* [Problem details]
Every entry below, from first to last, should be copied exactly.

Start of Record set

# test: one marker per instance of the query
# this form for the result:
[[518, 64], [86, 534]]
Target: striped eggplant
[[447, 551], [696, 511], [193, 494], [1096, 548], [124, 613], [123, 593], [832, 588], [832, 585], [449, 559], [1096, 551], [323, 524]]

End of Record set

* [Answer box]
# test: one marker per instance of the query
# this form for the result:
[[518, 64], [86, 534]]
Target: striped eggplant
[[447, 551], [696, 511], [193, 494], [1096, 548], [124, 613], [123, 593], [832, 588], [832, 585], [449, 559], [1096, 551], [323, 524]]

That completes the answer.